** Begin Task data **
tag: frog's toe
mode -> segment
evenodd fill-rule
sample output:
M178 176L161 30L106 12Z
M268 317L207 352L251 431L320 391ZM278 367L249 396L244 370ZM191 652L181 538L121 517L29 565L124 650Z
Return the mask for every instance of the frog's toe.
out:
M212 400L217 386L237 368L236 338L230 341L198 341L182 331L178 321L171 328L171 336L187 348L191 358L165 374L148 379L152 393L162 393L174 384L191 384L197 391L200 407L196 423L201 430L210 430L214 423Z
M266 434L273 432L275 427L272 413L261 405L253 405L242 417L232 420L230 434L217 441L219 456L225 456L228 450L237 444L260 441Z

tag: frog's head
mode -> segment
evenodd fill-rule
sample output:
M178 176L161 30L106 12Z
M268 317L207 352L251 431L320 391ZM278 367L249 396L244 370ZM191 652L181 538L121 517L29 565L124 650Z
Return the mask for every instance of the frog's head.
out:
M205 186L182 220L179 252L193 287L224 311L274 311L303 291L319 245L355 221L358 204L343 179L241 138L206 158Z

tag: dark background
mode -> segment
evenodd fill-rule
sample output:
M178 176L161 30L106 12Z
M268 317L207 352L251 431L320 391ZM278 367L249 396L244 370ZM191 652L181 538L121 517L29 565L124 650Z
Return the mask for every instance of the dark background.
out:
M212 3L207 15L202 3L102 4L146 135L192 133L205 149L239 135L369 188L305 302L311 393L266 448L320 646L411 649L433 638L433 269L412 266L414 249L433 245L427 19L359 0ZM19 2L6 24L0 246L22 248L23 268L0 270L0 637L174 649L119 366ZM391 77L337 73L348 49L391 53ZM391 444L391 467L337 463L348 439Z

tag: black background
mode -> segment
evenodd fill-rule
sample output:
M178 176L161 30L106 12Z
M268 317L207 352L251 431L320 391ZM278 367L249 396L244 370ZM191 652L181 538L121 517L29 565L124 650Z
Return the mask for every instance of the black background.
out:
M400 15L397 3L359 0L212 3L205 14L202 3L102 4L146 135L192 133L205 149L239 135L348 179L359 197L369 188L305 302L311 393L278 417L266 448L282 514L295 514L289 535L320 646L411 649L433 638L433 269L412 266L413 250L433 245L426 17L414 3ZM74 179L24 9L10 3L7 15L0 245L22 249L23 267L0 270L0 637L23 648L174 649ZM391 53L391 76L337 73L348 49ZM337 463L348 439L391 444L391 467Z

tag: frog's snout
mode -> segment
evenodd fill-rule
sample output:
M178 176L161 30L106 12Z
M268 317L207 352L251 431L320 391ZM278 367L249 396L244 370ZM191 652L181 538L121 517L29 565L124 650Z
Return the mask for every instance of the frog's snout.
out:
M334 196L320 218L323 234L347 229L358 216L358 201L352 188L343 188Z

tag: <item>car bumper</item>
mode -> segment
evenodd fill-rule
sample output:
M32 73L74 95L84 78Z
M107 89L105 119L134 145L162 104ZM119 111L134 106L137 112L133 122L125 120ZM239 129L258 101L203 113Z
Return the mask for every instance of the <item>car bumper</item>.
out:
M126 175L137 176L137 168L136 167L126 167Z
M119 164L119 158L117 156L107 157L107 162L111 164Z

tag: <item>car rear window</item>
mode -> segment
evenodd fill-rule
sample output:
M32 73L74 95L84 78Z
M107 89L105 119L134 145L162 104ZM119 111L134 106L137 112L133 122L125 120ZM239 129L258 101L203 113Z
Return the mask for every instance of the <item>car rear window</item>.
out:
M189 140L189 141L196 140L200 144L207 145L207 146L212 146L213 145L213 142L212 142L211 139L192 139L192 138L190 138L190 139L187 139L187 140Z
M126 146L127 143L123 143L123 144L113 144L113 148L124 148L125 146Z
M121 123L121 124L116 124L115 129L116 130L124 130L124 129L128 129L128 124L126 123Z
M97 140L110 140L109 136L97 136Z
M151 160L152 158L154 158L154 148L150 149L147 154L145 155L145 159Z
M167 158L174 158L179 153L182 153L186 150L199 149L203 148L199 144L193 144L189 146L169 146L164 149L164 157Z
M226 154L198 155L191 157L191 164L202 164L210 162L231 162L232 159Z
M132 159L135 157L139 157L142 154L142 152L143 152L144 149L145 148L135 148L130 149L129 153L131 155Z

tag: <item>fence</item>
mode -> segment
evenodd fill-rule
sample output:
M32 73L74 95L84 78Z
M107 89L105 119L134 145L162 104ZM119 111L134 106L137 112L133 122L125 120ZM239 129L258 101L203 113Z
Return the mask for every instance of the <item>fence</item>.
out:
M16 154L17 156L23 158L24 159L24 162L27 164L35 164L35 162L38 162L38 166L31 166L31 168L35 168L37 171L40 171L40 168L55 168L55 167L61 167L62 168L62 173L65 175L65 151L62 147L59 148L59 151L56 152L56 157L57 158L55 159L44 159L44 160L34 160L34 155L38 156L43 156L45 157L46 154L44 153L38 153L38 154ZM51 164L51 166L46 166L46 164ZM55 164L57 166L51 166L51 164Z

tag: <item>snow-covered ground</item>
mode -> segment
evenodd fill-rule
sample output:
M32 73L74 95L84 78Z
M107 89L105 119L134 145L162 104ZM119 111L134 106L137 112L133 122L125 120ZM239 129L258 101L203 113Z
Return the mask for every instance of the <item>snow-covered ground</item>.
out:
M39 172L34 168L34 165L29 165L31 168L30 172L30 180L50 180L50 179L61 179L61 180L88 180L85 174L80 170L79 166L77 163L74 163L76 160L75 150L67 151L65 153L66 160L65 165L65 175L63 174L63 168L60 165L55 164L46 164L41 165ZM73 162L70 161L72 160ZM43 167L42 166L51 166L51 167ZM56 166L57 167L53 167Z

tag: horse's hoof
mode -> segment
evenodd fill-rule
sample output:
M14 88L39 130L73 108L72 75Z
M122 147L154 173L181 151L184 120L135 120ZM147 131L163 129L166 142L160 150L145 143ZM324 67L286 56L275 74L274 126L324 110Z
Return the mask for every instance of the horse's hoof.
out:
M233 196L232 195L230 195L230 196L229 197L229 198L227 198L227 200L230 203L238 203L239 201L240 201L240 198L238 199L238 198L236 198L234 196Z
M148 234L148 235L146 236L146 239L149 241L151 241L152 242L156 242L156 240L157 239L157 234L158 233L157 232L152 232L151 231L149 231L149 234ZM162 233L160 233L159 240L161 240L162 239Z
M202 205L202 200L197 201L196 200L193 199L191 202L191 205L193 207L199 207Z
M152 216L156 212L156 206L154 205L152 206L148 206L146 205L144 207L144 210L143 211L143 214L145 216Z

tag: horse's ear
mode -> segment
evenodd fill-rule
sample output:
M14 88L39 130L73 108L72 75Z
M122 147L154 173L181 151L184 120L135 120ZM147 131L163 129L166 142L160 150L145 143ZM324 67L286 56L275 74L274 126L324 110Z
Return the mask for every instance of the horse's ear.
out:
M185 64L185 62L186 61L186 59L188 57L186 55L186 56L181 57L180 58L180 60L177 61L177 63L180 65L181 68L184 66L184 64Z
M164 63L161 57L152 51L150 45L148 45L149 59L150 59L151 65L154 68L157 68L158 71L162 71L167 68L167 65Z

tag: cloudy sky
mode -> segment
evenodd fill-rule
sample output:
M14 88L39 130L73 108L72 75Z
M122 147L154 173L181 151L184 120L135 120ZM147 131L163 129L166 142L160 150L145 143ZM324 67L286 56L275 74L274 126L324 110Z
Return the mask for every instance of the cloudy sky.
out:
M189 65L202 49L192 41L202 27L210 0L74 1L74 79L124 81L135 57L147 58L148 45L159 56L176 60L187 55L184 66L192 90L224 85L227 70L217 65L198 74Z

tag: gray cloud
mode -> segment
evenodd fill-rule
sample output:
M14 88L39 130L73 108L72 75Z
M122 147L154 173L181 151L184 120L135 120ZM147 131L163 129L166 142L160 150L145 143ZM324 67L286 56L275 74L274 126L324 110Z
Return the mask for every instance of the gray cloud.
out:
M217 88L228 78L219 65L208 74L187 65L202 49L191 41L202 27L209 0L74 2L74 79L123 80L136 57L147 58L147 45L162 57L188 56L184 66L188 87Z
** End Task data **
» What you will do
Please reproduce the lines of the records unchanged, starting at the line that contains "tag: frog's snout" and ending at the line that contains "M132 159L135 157L139", with both of those lines included.

» Problem solution
tag: frog's snout
mode -> segment
evenodd fill-rule
sample output:
M178 176L161 30L106 12Z
M268 317L207 352L251 431L320 391ZM278 367L249 396L244 370ZM191 652L181 538L121 517L29 565L124 650Z
Return the mask for every instance of the frog's snout.
out:
M334 196L320 218L323 234L347 229L358 216L358 201L352 188L343 188Z

tag: <item>car bumper</item>
mode -> segment
evenodd fill-rule
sample output:
M32 73L74 95L84 78Z
M107 89L105 119L134 145L162 104ZM119 111L134 106L137 112L133 122L125 120ZM239 129L258 101L203 113Z
Return the mask for every instance of the <item>car bumper</item>.
out:
M126 175L137 176L137 168L136 167L126 167Z
M119 164L119 158L117 156L107 157L107 162L111 164Z

tag: <item>car rear window</item>
mode -> segment
evenodd fill-rule
sample output:
M32 73L74 95L84 78Z
M107 89L105 119L134 145L162 104ZM119 111L134 106L137 112L133 122L125 120ZM239 129L258 101L203 113Z
Return the mask for every instance of the <item>car rear window</item>.
out:
M189 140L189 141L196 140L200 144L207 145L207 146L212 146L213 145L213 142L212 142L211 139L192 139L192 138L190 138L190 139L187 139L187 140Z
M126 146L127 143L123 143L123 144L113 144L113 148L124 148L125 146Z
M121 123L121 124L116 124L115 129L116 130L124 130L124 129L128 129L128 124L126 123Z
M97 140L110 140L109 136L97 136Z
M151 160L152 158L154 158L154 148L150 149L147 154L145 155L145 159Z
M167 158L174 158L179 153L182 153L186 150L199 149L203 148L199 144L193 144L189 146L169 146L164 149L164 157Z
M226 154L198 155L191 157L191 164L202 164L210 162L231 162L232 159Z
M132 159L135 157L139 157L142 154L142 152L143 152L144 149L145 148L135 148L130 149L129 153L131 155Z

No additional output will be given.